Return every line of the data below that includes the string "nest".

[Excerpts from a dataset]

=== Section Start ===

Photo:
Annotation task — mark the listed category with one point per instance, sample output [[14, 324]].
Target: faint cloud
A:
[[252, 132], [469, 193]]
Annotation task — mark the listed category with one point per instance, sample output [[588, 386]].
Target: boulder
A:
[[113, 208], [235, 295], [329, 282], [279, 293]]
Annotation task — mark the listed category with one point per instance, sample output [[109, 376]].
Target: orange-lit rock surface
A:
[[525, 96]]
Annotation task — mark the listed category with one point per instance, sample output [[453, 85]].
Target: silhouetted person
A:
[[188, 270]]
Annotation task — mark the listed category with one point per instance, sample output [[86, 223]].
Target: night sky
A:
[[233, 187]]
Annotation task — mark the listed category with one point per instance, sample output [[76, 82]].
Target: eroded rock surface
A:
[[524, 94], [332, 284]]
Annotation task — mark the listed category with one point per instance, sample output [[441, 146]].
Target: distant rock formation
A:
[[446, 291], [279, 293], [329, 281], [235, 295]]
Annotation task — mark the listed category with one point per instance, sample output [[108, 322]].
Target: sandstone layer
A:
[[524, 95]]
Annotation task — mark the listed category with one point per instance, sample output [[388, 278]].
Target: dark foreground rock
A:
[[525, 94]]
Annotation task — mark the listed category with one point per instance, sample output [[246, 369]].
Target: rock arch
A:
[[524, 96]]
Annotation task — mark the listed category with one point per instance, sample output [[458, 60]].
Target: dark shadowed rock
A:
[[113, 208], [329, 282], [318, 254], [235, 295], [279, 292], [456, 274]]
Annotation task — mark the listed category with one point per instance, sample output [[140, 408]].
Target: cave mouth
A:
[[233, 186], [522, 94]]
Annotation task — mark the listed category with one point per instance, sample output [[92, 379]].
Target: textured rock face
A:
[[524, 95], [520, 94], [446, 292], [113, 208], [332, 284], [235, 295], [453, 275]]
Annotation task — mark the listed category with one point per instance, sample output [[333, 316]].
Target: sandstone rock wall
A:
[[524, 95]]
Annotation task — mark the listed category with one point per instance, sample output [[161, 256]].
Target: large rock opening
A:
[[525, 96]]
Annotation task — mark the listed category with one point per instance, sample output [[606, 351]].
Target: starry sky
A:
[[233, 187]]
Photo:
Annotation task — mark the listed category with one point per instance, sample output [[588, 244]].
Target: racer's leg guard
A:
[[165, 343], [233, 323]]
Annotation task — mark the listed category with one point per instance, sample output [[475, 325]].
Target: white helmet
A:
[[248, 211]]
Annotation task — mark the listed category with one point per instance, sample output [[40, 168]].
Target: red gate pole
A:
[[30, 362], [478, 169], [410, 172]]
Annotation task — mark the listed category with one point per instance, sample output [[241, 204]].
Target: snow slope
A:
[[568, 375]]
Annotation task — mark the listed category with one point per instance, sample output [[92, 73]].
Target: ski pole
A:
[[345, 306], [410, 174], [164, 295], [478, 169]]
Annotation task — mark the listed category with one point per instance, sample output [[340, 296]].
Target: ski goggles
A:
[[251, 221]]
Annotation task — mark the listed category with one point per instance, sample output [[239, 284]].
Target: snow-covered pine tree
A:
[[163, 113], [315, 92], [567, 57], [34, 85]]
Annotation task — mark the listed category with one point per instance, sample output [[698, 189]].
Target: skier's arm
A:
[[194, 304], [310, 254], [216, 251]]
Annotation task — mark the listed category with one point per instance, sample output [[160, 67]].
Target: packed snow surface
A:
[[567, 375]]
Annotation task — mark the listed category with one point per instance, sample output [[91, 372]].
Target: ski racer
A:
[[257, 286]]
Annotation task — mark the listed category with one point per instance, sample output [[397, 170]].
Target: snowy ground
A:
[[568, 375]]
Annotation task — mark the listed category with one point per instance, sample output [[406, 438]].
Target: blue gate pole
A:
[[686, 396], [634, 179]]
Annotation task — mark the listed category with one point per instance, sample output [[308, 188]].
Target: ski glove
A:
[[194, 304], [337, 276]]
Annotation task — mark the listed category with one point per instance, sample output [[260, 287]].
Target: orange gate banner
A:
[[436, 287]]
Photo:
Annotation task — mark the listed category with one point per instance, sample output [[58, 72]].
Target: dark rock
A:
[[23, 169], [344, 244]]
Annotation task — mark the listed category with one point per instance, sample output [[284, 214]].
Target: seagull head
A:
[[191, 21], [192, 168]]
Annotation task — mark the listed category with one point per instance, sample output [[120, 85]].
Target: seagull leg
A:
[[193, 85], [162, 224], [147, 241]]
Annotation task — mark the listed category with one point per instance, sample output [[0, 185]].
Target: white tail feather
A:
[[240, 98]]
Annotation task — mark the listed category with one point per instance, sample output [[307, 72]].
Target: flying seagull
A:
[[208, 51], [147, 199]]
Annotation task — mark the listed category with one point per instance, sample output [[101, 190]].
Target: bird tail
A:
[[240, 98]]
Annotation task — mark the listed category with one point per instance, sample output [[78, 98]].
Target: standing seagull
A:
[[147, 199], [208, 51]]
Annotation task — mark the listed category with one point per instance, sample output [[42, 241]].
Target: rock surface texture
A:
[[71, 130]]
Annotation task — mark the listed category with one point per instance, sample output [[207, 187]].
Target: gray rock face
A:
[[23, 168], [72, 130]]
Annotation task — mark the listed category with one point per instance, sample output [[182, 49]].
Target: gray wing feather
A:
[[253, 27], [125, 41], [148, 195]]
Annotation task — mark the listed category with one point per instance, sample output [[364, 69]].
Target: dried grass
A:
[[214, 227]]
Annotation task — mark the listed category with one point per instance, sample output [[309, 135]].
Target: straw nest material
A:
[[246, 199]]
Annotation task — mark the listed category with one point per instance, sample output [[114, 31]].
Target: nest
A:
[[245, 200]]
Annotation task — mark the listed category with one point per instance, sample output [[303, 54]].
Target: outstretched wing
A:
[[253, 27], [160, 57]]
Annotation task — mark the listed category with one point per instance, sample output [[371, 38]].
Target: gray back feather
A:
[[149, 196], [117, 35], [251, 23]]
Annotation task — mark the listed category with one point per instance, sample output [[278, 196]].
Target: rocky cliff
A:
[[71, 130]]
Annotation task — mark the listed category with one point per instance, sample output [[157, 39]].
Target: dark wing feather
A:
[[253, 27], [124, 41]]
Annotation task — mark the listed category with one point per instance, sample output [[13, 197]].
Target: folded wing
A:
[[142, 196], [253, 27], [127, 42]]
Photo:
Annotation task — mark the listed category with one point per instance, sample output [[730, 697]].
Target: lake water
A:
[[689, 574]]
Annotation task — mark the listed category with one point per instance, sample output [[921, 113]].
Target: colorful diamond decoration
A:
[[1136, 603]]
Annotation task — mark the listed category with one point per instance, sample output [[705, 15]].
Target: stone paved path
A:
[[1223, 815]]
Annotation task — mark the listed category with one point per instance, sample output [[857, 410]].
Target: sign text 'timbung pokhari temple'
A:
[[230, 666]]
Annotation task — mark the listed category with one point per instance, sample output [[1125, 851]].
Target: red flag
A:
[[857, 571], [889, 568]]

=== Section End ===

> [RESPONSE]
Target: straw nest material
Target: nest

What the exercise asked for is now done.